---- Records for this exercise
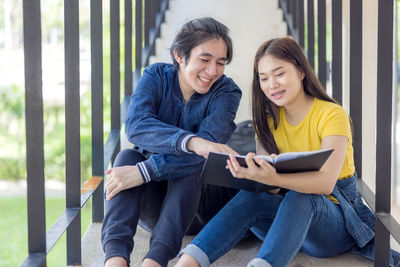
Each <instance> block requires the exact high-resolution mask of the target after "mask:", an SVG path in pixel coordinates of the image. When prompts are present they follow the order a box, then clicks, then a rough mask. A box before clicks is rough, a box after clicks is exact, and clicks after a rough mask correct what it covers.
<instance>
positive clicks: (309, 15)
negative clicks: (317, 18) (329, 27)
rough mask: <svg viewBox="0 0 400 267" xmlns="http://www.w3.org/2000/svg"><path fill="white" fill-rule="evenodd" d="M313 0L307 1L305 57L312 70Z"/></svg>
mask: <svg viewBox="0 0 400 267" xmlns="http://www.w3.org/2000/svg"><path fill="white" fill-rule="evenodd" d="M314 42H315V41H314V0H308V1H307V57H308V62H310V65H311V67H312V68H314V58H315V52H314Z"/></svg>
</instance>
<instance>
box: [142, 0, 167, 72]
mask: <svg viewBox="0 0 400 267" xmlns="http://www.w3.org/2000/svg"><path fill="white" fill-rule="evenodd" d="M167 8H168V1H163V3H162V6H161V11H160V12H159V13H158V14H157V16H156V17H155V18H154V20H155V22H156V24H155V26H154V28H153V29H151V32H150V41H149V45H148V46H147V47H146V49H145V50H144V57H143V59H144V65H145V66H147V65H148V64H149V61H150V56H151V55H153V54H154V53H155V44H156V39H157V36H158V35H159V34H160V30H161V24H162V22H163V20H164V17H165V11H166V10H167Z"/></svg>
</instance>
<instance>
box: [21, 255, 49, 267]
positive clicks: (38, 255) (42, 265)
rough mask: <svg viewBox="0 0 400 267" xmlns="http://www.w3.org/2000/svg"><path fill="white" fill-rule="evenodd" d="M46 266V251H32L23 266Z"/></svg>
mask: <svg viewBox="0 0 400 267" xmlns="http://www.w3.org/2000/svg"><path fill="white" fill-rule="evenodd" d="M32 266H46V253H30V254H29V256H28V257H27V258H26V259H25V260H24V262H23V263H22V264H21V267H32Z"/></svg>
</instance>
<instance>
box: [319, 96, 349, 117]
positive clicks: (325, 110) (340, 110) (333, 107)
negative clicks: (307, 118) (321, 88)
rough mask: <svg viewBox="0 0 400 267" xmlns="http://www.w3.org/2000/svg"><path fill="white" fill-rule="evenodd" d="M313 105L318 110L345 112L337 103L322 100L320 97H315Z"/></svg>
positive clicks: (340, 105) (324, 112)
mask: <svg viewBox="0 0 400 267" xmlns="http://www.w3.org/2000/svg"><path fill="white" fill-rule="evenodd" d="M315 107H316V109H317V110H318V111H319V112H324V113H325V112H327V113H330V112H339V113H347V112H346V110H345V109H344V108H343V107H342V106H341V105H339V104H336V103H334V102H330V101H326V100H322V99H318V98H316V99H315Z"/></svg>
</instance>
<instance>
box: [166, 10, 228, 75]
mask: <svg viewBox="0 0 400 267" xmlns="http://www.w3.org/2000/svg"><path fill="white" fill-rule="evenodd" d="M214 38H216V39H218V38H221V39H222V40H224V42H225V43H226V46H227V52H226V62H225V63H226V64H228V63H229V62H230V61H231V60H232V40H231V38H230V37H229V29H228V27H226V26H225V25H224V24H222V23H220V22H218V21H216V20H215V19H213V18H211V17H204V18H197V19H193V20H190V21H188V22H187V23H185V24H184V25H183V26H182V28H181V30H180V31H179V32H178V34H177V35H176V37H175V40H174V41H173V42H172V46H171V48H170V53H171V58H172V62H173V64H174V68H175V69H177V70H178V69H179V64H178V62H177V61H176V59H175V56H174V51H176V52H177V54H178V55H179V56H181V57H183V58H184V59H185V61H186V62H187V60H188V58H189V56H190V51H192V49H193V48H194V47H196V46H198V45H200V44H202V43H204V42H207V41H208V40H211V39H214Z"/></svg>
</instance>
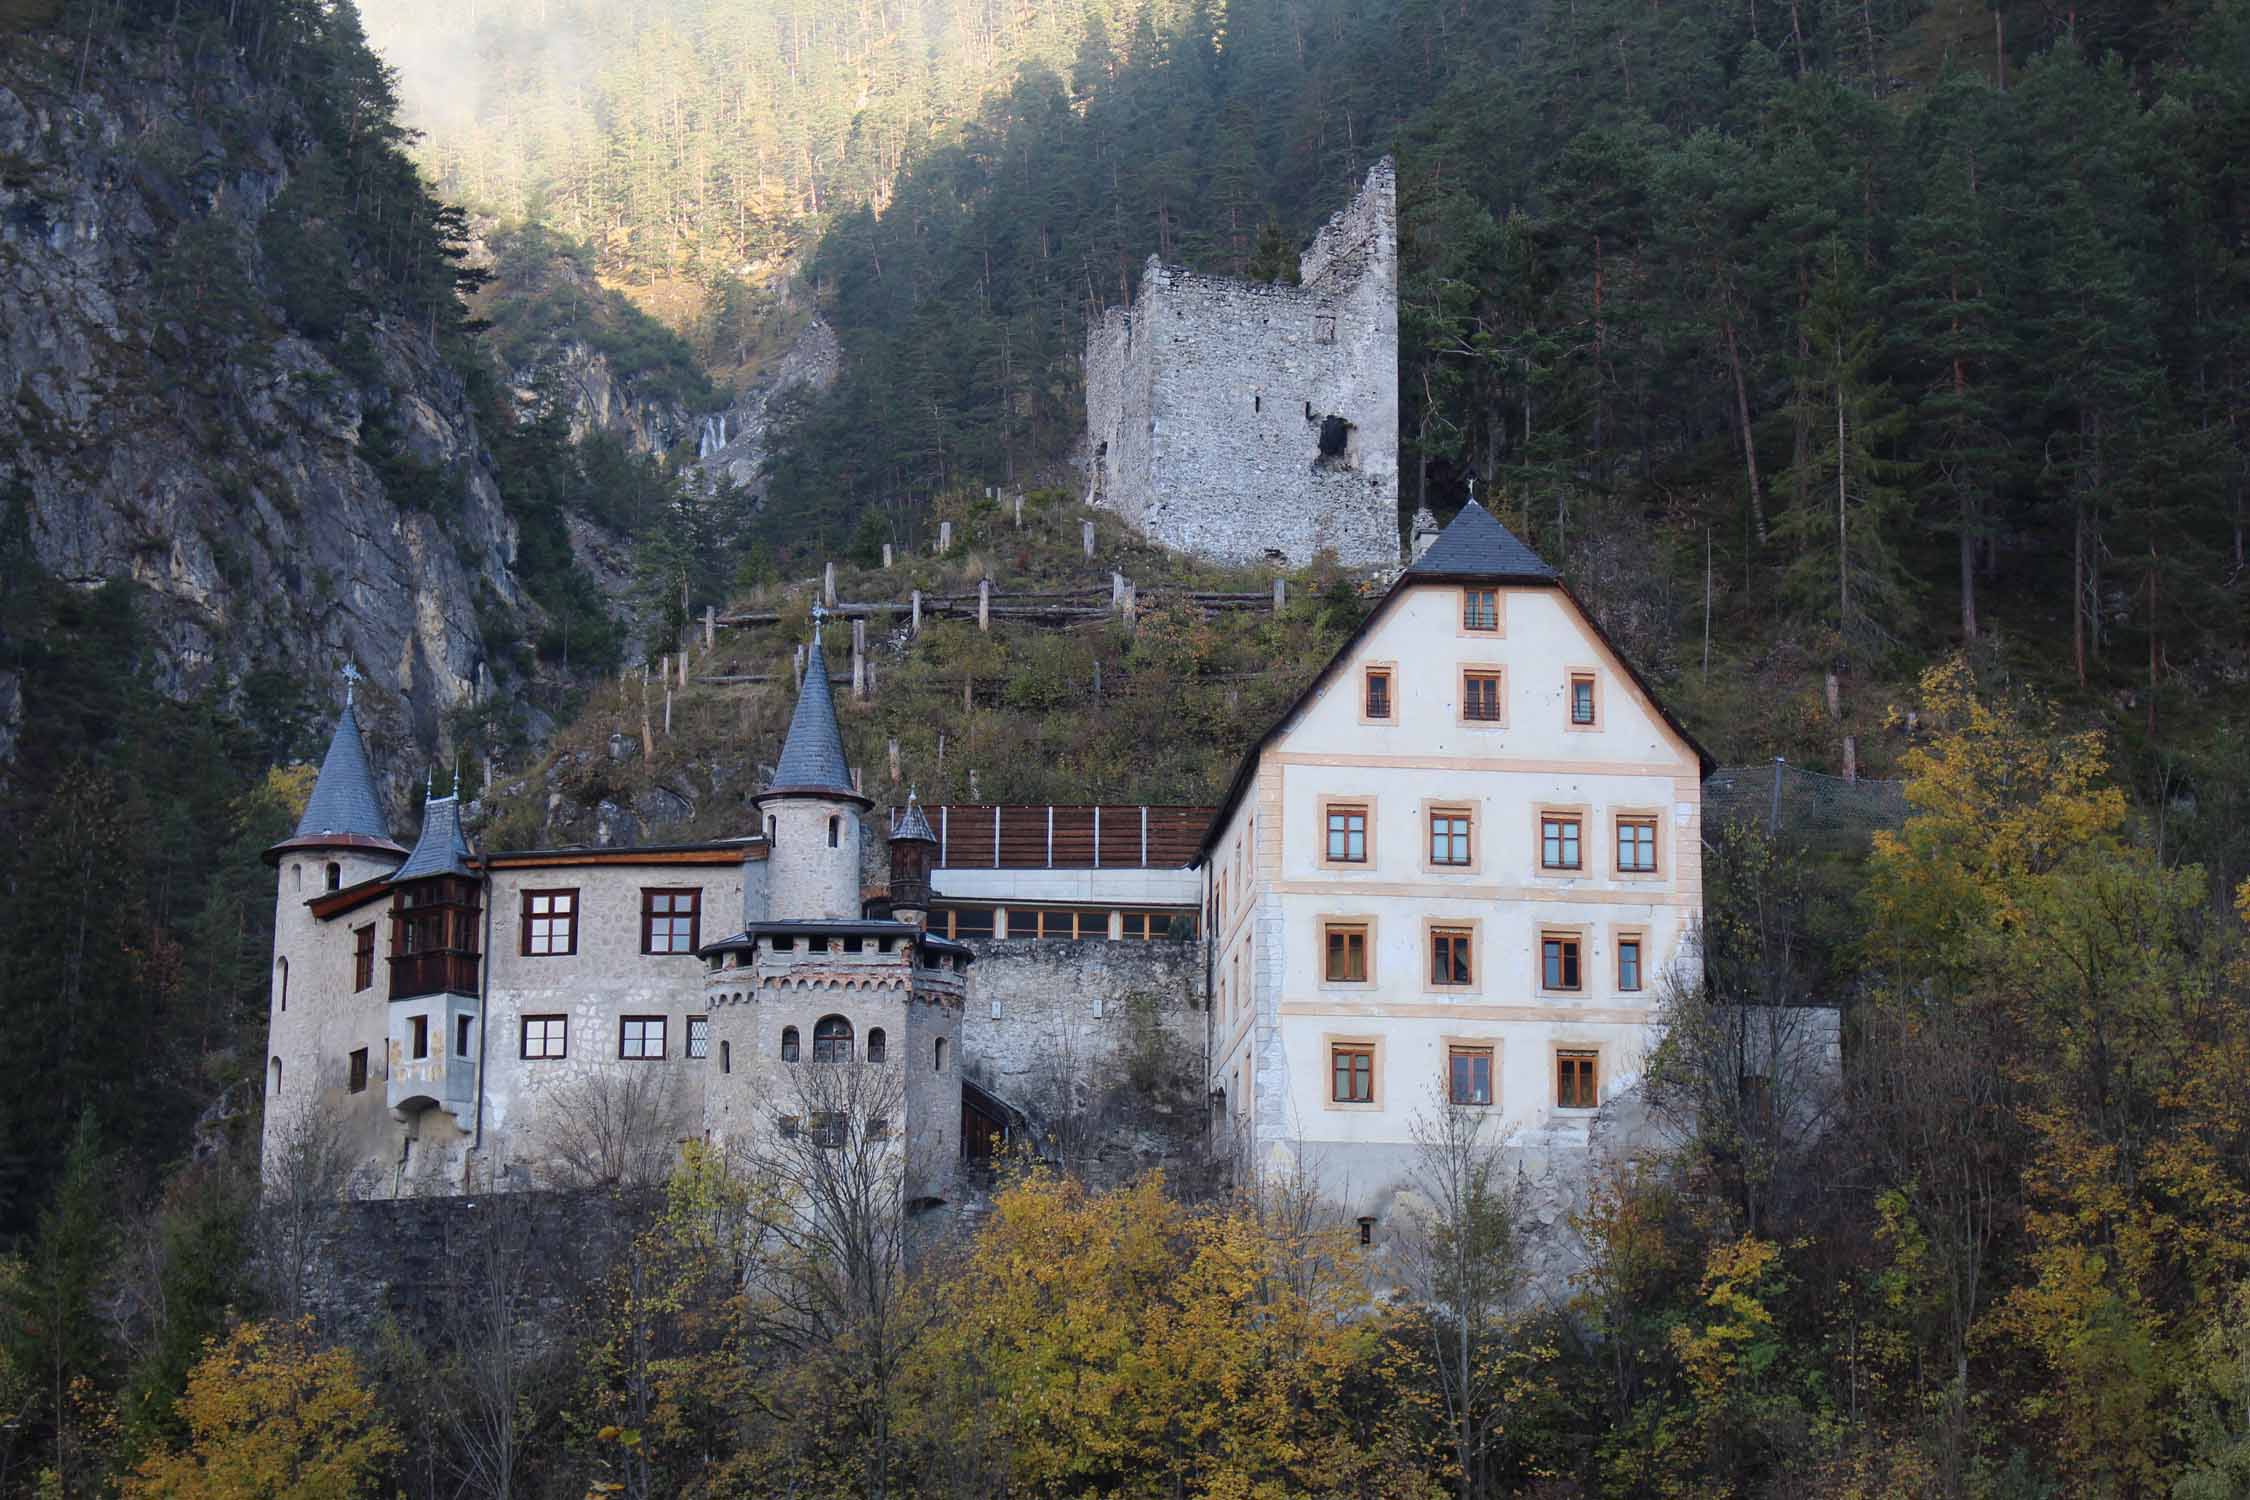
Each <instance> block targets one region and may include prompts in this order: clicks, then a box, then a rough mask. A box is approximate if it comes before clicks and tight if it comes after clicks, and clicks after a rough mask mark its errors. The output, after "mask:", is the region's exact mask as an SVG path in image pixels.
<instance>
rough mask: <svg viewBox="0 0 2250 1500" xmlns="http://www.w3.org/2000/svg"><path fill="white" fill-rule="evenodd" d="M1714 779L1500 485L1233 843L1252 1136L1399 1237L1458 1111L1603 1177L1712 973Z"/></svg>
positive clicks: (1356, 667)
mask: <svg viewBox="0 0 2250 1500" xmlns="http://www.w3.org/2000/svg"><path fill="white" fill-rule="evenodd" d="M1708 769H1710V760H1708V756H1705V753H1703V751H1701V747H1696V742H1694V740H1692V738H1690V735H1687V731H1685V729H1683V726H1681V724H1678V720H1674V717H1672V715H1669V713H1665V708H1663V704H1658V702H1656V697H1654V693H1651V690H1649V686H1647V681H1645V679H1642V677H1640V675H1638V672H1636V670H1633V666H1631V663H1629V661H1624V657H1620V654H1618V652H1615V648H1613V645H1611V643H1609V639H1606V636H1604V634H1602V630H1600V625H1595V621H1593V618H1591V616H1588V614H1586V609H1584V607H1579V603H1577V600H1575V598H1573V596H1570V589H1568V587H1564V582H1561V578H1559V576H1557V573H1555V569H1550V567H1548V564H1546V562H1541V560H1539V558H1537V555H1534V553H1532V551H1530V549H1528V546H1523V542H1519V540H1516V537H1514V535H1510V533H1507V528H1505V526H1501V524H1498V522H1496V519H1494V517H1492V515H1489V513H1485V510H1483V508H1480V506H1478V504H1476V501H1474V499H1471V501H1469V504H1467V506H1465V508H1462V510H1460V515H1458V517H1456V519H1453V522H1451V524H1449V526H1447V528H1444V533H1442V535H1440V537H1438V540H1435V542H1433V544H1431V546H1429V549H1426V551H1424V553H1422V555H1420V558H1417V560H1415V562H1413V564H1408V567H1406V571H1404V573H1402V576H1399V580H1397V585H1393V587H1390V591H1388V594H1386V596H1384V598H1381V600H1379V603H1377V605H1375V609H1372V614H1370V616H1368V621H1366V623H1363V625H1361V630H1359V632H1357V634H1354V636H1352V639H1350V641H1348V643H1345V645H1343V650H1341V652H1336V657H1334V659H1332V661H1330V663H1327V668H1323V670H1321V675H1318V677H1316V679H1314V681H1312V686H1309V688H1307V690H1305V693H1303V695H1300V697H1298V699H1296V702H1294V704H1291V706H1289V711H1287V713H1282V715H1280V720H1278V722H1276V724H1273V729H1269V731H1267V735H1264V738H1262V740H1260V742H1258V744H1255V747H1253V749H1251V751H1249V756H1246V758H1244V762H1242V769H1240V771H1237V776H1235V780H1233V785H1231V789H1228V794H1226V801H1224V805H1222V807H1219V810H1217V814H1215V816H1213V823H1210V832H1206V837H1204V848H1201V864H1204V870H1206V911H1208V915H1210V924H1208V929H1210V1028H1213V1034H1210V1088H1213V1102H1215V1109H1217V1115H1219V1120H1222V1129H1228V1131H1233V1136H1235V1140H1237V1142H1240V1149H1244V1151H1246V1156H1249V1158H1251V1160H1255V1163H1276V1160H1278V1158H1280V1160H1289V1158H1298V1154H1300V1158H1303V1160H1305V1163H1307V1165H1309V1167H1312V1169H1314V1172H1316V1174H1318V1181H1321V1190H1323V1194H1325V1196H1330V1199H1334V1201H1336V1203H1339V1205H1343V1208H1345V1210H1348V1212H1350V1214H1354V1217H1361V1221H1363V1223H1366V1221H1368V1219H1372V1221H1375V1223H1377V1226H1379V1223H1381V1221H1384V1219H1386V1214H1388V1210H1390V1208H1393V1205H1395V1201H1397V1196H1399V1194H1402V1192H1408V1190H1411V1187H1408V1185H1411V1181H1413V1174H1415V1147H1413V1127H1415V1120H1417V1115H1424V1118H1426V1115H1433V1113H1435V1111H1438V1109H1442V1106H1444V1104H1447V1102H1458V1104H1467V1106H1478V1109H1489V1111H1492V1122H1494V1124H1496V1127H1501V1129H1503V1131H1505V1136H1507V1142H1510V1149H1514V1151H1519V1154H1521V1156H1519V1163H1521V1165H1523V1167H1525V1174H1528V1176H1539V1174H1546V1172H1550V1169H1555V1167H1568V1165H1573V1163H1575V1165H1577V1167H1584V1165H1586V1158H1584V1149H1586V1145H1588V1140H1591V1136H1593V1131H1595V1122H1597V1118H1602V1115H1604V1109H1606V1106H1613V1104H1615V1102H1618V1100H1620V1097H1622V1095H1627V1093H1629V1091H1631V1088H1633V1084H1636V1079H1638V1073H1640V1066H1642V1057H1645V1052H1647V1043H1649V1037H1651V1028H1649V1023H1651V1014H1654V1007H1656V999H1658V990H1660V981H1663V978H1665V974H1667V972H1674V969H1685V967H1690V965H1692V963H1694V956H1692V945H1694V933H1696V922H1699V918H1701V879H1703V870H1701V830H1699V816H1701V814H1699V810H1701V780H1703V774H1705V771H1708ZM1566 1176H1573V1178H1582V1176H1584V1172H1577V1169H1573V1172H1566Z"/></svg>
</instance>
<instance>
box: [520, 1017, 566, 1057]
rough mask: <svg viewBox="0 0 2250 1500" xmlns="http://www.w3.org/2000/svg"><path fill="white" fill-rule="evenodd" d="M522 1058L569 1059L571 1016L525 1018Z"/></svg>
mask: <svg viewBox="0 0 2250 1500" xmlns="http://www.w3.org/2000/svg"><path fill="white" fill-rule="evenodd" d="M522 1057H529V1059H558V1057H569V1016H524V1041H522Z"/></svg>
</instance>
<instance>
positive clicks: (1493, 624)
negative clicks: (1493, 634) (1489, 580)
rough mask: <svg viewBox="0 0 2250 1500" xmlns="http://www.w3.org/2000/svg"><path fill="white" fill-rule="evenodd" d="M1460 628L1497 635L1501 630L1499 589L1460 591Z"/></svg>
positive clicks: (1499, 595) (1462, 589) (1465, 589)
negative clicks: (1498, 589)
mask: <svg viewBox="0 0 2250 1500" xmlns="http://www.w3.org/2000/svg"><path fill="white" fill-rule="evenodd" d="M1460 627H1462V630H1476V632H1485V634H1496V632H1498V630H1501V591H1498V589H1462V591H1460Z"/></svg>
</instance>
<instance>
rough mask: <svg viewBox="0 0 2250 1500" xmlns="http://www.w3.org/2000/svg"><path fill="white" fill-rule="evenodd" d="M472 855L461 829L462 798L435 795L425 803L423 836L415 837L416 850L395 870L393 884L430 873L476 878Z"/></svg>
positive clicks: (423, 811) (408, 855)
mask: <svg viewBox="0 0 2250 1500" xmlns="http://www.w3.org/2000/svg"><path fill="white" fill-rule="evenodd" d="M470 857H472V855H470V850H468V837H466V834H463V832H461V798H459V796H432V798H430V801H427V803H425V805H423V832H421V839H416V841H414V852H412V855H407V861H405V864H403V866H398V868H396V870H391V884H394V886H396V884H400V882H407V879H423V877H427V875H459V877H463V879H475V875H472V873H470V868H468V861H470Z"/></svg>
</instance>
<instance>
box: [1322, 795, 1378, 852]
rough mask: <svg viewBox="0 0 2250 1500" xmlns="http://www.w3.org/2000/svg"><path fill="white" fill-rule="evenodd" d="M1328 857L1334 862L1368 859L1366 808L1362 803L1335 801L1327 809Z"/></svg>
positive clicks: (1327, 836)
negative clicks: (1334, 804) (1327, 809)
mask: <svg viewBox="0 0 2250 1500" xmlns="http://www.w3.org/2000/svg"><path fill="white" fill-rule="evenodd" d="M1327 857H1330V861H1334V864H1366V861H1368V810H1366V805H1363V803H1336V805H1332V807H1330V810H1327Z"/></svg>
--------
• What to work on: Give only the number of lines in the records above that contain the string "block".

• Exercise answer: 2